Requirement
Locate each line in the entries below that contains the string "hijab", matching case exactly, and copy those lines in full.

** START OF Source data **

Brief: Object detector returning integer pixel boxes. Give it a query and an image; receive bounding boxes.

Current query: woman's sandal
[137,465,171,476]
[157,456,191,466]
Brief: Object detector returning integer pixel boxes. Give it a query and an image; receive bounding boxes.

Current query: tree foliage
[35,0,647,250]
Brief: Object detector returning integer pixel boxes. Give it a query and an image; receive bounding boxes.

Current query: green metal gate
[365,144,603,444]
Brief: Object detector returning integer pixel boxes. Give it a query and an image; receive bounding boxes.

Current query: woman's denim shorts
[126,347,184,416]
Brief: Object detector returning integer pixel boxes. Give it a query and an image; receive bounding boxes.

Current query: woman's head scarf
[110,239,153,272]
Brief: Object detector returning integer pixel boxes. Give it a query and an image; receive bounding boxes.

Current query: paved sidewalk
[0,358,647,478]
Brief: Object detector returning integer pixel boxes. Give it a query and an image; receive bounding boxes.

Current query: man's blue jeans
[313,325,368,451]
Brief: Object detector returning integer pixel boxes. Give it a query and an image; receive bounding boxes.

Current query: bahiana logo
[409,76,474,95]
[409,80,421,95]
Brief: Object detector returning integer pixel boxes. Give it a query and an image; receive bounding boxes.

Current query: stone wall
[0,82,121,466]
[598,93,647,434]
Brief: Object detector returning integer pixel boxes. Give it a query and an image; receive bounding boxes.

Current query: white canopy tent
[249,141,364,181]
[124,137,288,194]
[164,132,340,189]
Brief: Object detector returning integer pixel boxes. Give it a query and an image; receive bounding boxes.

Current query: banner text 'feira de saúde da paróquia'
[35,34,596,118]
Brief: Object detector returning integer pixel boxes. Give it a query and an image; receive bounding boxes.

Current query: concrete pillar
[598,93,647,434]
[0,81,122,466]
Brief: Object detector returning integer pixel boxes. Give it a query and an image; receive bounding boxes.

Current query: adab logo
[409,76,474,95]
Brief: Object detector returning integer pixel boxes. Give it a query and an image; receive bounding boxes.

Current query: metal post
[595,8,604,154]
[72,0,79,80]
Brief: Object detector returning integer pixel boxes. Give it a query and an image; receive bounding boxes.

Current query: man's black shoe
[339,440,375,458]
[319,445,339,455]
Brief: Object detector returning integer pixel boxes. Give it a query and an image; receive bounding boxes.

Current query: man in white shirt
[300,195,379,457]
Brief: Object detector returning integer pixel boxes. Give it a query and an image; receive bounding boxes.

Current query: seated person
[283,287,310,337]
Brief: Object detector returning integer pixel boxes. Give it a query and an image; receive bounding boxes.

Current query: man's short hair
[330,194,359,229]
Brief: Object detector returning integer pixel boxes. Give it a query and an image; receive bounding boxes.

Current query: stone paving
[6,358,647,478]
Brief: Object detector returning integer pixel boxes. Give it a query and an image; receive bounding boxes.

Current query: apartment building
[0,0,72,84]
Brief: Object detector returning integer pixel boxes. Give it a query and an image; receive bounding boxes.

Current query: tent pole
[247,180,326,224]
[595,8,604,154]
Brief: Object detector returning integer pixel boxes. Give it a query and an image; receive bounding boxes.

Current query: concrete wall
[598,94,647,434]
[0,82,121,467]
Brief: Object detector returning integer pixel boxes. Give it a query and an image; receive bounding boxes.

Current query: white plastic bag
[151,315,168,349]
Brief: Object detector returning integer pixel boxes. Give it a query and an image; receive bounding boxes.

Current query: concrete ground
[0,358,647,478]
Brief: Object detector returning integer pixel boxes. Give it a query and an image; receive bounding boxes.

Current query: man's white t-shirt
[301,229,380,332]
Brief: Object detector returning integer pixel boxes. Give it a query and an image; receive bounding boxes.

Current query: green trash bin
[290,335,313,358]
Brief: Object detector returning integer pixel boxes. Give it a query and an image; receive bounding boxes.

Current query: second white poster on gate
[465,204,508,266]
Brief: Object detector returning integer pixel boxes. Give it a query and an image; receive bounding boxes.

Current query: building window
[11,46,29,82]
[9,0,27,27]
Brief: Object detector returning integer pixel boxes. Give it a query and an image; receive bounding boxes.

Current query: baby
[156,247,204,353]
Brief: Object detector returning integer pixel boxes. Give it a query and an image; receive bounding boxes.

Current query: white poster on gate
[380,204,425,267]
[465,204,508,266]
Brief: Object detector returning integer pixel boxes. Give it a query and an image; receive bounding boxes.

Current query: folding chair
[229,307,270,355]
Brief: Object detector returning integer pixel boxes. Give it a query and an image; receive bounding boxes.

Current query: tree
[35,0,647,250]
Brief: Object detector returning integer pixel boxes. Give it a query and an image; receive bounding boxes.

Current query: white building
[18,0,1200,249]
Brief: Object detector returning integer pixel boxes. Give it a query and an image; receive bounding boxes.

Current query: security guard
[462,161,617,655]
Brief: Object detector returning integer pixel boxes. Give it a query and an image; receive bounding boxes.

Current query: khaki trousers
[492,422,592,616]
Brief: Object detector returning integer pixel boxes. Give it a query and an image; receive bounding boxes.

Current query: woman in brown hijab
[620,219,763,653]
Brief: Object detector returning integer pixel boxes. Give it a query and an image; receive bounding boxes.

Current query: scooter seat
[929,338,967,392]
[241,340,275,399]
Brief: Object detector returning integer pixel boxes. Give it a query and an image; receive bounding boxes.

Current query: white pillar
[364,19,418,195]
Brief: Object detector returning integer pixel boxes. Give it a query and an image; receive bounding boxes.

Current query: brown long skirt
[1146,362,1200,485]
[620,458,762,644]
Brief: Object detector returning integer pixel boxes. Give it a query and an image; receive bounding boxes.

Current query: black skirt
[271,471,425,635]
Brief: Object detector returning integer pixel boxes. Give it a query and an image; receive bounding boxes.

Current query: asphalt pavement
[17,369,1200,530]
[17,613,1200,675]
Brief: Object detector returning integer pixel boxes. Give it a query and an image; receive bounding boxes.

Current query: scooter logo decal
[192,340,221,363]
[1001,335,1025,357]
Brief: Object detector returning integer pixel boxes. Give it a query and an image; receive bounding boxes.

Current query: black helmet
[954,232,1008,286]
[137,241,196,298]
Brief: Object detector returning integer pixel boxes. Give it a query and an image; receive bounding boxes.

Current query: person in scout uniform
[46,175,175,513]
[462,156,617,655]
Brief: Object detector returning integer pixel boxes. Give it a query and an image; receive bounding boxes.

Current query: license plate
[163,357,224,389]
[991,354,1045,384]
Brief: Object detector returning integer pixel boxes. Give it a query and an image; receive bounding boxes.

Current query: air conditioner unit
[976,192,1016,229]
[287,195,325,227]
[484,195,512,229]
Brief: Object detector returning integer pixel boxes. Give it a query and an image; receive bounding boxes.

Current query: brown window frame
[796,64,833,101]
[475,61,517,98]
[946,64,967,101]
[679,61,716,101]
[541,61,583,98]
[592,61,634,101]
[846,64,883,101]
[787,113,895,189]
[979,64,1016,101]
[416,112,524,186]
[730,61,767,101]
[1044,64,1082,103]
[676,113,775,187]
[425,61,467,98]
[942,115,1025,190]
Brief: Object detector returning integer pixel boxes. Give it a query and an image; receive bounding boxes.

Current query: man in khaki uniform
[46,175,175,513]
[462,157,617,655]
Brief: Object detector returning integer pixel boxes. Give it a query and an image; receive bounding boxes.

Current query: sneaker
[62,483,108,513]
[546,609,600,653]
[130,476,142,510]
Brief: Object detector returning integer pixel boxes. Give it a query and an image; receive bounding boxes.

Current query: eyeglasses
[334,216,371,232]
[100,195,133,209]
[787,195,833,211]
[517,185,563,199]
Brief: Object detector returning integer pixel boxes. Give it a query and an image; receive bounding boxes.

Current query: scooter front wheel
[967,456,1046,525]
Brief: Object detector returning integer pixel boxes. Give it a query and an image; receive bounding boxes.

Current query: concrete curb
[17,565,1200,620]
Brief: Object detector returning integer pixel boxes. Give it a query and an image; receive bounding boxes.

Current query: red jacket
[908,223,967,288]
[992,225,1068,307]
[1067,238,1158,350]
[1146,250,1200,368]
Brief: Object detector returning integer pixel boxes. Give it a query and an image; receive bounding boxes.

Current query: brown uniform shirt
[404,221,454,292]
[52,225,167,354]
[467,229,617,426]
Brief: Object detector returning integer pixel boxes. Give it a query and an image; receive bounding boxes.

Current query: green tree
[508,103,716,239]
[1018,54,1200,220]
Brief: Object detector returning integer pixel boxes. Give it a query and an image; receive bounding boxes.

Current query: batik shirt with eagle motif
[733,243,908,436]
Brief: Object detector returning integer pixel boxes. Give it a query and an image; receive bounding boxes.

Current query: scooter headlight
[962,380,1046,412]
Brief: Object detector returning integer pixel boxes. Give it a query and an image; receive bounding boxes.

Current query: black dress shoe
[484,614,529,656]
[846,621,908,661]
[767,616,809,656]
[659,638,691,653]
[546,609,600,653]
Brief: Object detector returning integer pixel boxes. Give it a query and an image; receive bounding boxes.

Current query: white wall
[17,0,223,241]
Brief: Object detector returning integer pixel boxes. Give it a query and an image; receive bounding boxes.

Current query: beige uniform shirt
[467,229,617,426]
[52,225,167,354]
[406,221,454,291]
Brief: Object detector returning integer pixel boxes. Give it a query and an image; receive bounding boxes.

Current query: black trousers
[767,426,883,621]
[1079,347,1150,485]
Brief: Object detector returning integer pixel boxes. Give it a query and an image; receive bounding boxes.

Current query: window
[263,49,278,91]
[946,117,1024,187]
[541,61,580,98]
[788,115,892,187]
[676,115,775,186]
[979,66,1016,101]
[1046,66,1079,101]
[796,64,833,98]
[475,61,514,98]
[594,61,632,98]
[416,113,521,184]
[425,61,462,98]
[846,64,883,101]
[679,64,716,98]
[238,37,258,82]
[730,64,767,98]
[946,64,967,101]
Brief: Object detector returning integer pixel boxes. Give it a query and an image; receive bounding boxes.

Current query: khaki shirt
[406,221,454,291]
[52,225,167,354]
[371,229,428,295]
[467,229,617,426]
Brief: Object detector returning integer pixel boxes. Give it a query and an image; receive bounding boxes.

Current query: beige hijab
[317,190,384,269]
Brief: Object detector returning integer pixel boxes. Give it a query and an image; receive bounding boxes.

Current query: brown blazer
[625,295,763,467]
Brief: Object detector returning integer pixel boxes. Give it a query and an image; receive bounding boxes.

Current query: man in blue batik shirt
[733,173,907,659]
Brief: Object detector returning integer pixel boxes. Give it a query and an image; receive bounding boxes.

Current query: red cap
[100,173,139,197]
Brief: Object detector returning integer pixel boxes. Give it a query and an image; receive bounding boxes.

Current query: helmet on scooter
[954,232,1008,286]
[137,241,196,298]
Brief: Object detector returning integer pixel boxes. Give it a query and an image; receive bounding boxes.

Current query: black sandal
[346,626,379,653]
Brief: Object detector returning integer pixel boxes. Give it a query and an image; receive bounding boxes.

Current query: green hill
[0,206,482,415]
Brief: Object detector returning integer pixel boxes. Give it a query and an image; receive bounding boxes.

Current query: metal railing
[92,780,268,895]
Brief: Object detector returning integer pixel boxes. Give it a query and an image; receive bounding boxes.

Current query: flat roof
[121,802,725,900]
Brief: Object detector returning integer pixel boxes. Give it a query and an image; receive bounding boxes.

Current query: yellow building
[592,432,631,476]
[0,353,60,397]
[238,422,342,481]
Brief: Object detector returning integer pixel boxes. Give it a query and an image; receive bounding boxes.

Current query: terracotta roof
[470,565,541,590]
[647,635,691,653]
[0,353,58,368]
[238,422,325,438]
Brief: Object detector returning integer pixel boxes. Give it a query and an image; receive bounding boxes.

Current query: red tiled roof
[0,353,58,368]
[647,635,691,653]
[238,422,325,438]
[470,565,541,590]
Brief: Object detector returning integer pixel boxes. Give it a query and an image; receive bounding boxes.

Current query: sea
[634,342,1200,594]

** END OF Source data **

Task output
Current query: woman in brown hijab
Current query: beige hijab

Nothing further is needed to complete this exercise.